### [Document segment]
BC's Bill 21 aids access to justice, sacrifices independence of legal profession, say lawyers

Province's proposed reform of legal regulator has sparked a firestorm among lawyers

BC's Bill 21 aids access to justice, sacrifices independence of legal profession, say lawyers
Jamie Maclaren, Michael Elliott, Jordan Furlong

Following the province’s proposal to reduce the number of elected lawyers serving on the Law Society of British Columbia, lawyers are debating the bill’s potential impact on the independence of the legal profession.

BC’s NDP government recently introduced Bill 21, the Legal Professions Act. In addition to altering the composition of the LSBC’s board of directors, the legislation will bring lawyers, notaries, and paralegals under one regulator.

Attorney General Niki Sharma told Canadian Lawyer that the bill is intended to modernize lawyer regulation, enhance access to justice, and allow the law society to operate in the public interest.

Under Bill 21, the board will be composed of five directors elected by lawyers, two elected by notaries public, two paralegals either elected by paralegals or appointed by the other directors, three directors appointed by the Lieutenant Governor in Council, and five directors appointed by a majority of other directors – four of whom must be lawyers. In total, nine of the 17 directors will be lawyers.

### [Records shown]
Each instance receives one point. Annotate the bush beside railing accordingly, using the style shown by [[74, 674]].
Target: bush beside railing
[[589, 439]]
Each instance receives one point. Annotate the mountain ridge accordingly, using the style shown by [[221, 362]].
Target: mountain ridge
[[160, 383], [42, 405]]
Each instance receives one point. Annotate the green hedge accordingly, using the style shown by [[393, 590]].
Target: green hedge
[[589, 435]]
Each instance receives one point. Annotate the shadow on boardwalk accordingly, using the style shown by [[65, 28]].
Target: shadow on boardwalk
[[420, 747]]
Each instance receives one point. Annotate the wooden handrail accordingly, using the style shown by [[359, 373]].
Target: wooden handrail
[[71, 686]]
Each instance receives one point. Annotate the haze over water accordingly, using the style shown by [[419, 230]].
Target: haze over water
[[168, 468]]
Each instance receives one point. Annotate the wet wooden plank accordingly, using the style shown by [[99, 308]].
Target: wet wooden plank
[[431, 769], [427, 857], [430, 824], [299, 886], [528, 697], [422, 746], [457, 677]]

### [Challenge]
Can you reproduce the Bill 21 article in full, word for word? Nothing here depends on the records, so you can leave them aside.

### [Task answer]
BC's Bill 21 aids access to justice, sacrifices independence of legal profession, say lawyers

Province's proposed reform of legal regulator has sparked a firestorm among lawyers

BC's Bill 21 aids access to justice, sacrifices independence of legal profession, say lawyers
Jamie Maclaren, Michael Elliott, Jordan Furlong

Following the province’s proposal to reduce the number of elected lawyers serving on the Law Society of British Columbia, lawyers are debating the bill’s potential impact on the independence of the legal profession.

BC’s NDP government recently introduced Bill 21, the Legal Professions Act. In addition to altering the composition of the LSBC’s board of directors, the legislation will bring lawyers, notaries, and paralegals under one regulator.

Attorney General Niki Sharma told Canadian Lawyer that the bill is intended to modernize lawyer regulation, enhance access to justice, and allow the law society to operate in the public interest.

Under Bill 21, the board will be composed of five directors elected by lawyers, two elected by notaries public, two paralegals either elected by paralegals or appointed by the other directors, three directors appointed by the Lieutenant Governor in Council, and five directors appointed by a majority of other directors – four of whom must be lawyers. In total, nine of the 17 directors will be lawyers.